Texte choisi =>
━━━━━━━━━━━━━━━━━━━━━━━━━━━━━━

Intervention de Jean-Pierre Jouyet

Réunion du 3 juillet 2013 à 11h15
Commission des finances, de l'économie générale et du contrôle budgétaire

Jean-Pierre Jouyet, directeur général de la Caisse des dépôts et consignations :

Vous l'aurez compris, l'année 2012 a été pour notre groupe une année de transformation. Le président du conseil de surveillance a insisté sur les mauvaises opérations qui ont pesé sur nos résultats. Néanmoins, il y a eu aussi de bonnes choses.

Les fonds d'épargne ont atteint un niveau d'activité inégalé, avec 24 milliards d'euros de prêts. Nos directions régionales se sont mobilisées pour financer les projets d'équipement territoriaux, et nos filiales ont fait preuve d'un dynamisme certain pour continuer à se développer. Je pense à Icade, qui, grâce à son rapprochement avec Silic, dont la Cour d'appel de Paris a confirmé la validité, a vocation à devenir la première foncière de bureaux de France, mais aussi à CNP Assurances, qui a su engager un processus de diversification de ses produits pour améliorer son potentiel de croissance et qui est le premier élément de résultat récurrent de la Caisse, ou encore à la Société nationale immobilière, qui a connu un bon niveau d'activité.

Permettez-moi maintenant de revenir sur deux points évoqués par le président de la commission de surveillance.

Il s'agit en premier lieu des prêts à la SFIL, pour lesquels nous disposons d'une enveloppe de 12,5 milliards d'euros, dont 11 milliards ont été prêtés. Ils correspondent à des refinancements de son stock actuel de créances. Ces prêts doivent être amortis en proportion de la réduction de ce stock. Leur encours doit donc se réduire progressivement, pour peu que les textes législatifs soient adoptés en conséquence à l'automne.

━━━━━━━━━━━━━━━━━━━━━━━━━━━━━━

Consigne 1 => Renvoyez chaque ligne des enregistrements qui contient la chaîne "leaf". La casse compte.

━━━━━━━━━━━━━━━━━━━━━━━━━━━━━━

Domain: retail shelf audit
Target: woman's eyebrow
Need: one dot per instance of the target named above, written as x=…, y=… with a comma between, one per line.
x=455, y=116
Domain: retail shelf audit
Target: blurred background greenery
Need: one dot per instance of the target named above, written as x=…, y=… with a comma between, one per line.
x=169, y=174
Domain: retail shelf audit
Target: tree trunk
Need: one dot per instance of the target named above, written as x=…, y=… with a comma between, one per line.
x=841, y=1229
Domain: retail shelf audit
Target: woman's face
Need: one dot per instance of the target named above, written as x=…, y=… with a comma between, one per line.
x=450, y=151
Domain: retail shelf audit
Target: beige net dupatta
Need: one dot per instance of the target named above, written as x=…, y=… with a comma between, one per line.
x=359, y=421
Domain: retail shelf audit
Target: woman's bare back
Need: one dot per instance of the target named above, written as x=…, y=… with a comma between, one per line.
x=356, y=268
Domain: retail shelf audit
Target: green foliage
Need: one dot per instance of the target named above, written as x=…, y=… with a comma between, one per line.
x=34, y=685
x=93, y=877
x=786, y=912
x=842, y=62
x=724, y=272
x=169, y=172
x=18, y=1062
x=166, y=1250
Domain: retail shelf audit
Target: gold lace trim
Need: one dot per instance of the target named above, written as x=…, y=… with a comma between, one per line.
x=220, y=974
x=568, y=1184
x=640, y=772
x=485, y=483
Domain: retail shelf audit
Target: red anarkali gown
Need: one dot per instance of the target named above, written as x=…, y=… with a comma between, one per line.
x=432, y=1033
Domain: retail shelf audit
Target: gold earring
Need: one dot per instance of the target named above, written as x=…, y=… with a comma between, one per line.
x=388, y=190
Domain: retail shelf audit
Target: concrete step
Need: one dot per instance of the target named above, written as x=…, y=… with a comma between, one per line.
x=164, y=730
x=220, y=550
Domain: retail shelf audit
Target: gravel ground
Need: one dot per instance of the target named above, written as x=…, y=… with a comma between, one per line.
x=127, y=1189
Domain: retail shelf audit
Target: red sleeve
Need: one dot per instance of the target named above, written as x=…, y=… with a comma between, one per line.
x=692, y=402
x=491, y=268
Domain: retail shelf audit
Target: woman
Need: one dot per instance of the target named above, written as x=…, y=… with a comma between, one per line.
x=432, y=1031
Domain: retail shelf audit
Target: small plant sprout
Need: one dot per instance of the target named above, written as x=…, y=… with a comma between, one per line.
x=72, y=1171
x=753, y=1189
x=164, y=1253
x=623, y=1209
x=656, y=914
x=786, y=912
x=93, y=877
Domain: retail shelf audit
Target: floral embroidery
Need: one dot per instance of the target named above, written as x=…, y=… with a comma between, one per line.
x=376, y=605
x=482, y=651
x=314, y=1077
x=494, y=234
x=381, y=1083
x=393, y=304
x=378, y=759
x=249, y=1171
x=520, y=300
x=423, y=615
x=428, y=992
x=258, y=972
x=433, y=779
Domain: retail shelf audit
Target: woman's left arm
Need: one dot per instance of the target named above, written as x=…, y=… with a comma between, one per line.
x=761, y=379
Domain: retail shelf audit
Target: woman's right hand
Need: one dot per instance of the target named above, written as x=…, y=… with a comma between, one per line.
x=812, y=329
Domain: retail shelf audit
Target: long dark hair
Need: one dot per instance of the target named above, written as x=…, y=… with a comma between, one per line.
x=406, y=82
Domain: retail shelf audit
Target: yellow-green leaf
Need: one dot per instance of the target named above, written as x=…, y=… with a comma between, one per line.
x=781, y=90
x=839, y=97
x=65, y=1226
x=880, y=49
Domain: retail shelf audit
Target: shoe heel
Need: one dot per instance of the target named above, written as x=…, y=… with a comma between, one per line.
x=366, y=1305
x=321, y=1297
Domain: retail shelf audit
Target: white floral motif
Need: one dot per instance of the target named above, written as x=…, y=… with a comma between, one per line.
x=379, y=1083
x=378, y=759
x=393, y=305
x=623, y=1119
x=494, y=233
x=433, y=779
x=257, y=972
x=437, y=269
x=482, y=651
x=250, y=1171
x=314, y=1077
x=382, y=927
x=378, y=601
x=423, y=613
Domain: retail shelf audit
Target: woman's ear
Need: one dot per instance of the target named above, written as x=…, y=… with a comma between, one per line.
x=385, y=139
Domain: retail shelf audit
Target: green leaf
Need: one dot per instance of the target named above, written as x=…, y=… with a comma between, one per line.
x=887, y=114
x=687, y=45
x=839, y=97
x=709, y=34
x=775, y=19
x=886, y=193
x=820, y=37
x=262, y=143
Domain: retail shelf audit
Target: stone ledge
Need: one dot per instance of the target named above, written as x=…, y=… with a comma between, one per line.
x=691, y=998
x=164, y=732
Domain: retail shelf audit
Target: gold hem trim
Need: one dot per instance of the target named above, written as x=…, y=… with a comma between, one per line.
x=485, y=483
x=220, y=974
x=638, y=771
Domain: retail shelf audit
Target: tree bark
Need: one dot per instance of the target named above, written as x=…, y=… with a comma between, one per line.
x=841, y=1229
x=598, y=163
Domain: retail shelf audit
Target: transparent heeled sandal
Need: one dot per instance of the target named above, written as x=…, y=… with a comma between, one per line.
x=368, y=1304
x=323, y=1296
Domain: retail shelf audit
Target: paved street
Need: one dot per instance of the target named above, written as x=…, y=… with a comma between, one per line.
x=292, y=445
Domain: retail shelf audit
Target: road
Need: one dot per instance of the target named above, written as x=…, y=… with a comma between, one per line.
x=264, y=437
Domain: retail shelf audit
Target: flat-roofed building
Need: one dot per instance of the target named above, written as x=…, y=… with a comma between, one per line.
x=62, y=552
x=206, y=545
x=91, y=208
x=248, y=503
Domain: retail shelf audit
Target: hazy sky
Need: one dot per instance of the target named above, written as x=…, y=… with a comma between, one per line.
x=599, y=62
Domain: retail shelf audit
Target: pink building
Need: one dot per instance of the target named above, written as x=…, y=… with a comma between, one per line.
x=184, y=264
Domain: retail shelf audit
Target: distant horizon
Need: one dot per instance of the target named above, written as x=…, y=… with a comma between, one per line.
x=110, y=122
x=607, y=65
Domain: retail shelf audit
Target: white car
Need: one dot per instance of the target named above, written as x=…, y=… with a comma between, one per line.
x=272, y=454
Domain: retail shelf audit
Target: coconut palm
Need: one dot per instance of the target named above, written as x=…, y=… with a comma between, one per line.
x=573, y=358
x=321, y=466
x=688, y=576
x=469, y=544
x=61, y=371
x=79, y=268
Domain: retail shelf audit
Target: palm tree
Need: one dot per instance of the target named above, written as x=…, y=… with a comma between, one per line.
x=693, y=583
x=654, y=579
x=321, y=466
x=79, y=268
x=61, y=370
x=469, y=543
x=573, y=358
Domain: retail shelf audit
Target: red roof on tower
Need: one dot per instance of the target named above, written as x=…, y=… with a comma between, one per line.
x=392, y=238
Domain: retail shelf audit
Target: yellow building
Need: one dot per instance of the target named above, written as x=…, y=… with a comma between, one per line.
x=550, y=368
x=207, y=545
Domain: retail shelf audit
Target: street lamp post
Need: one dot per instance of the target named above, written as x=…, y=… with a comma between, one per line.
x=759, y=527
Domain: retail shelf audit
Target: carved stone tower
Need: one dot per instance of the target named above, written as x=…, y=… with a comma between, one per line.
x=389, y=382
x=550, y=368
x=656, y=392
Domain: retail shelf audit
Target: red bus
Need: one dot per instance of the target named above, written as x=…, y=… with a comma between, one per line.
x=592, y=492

━━━━━━━━━━━━━━━━━━━━━━━━━━━━━━

Consigne 2 => Selon l'intervention, quel montant de prêts les fonds d'épargne ont-ils atteint ?

Réponse 1 =>
Target: yellow-green leaf
Target: green leaf

Réponse 2 => 24 milliards d'euros.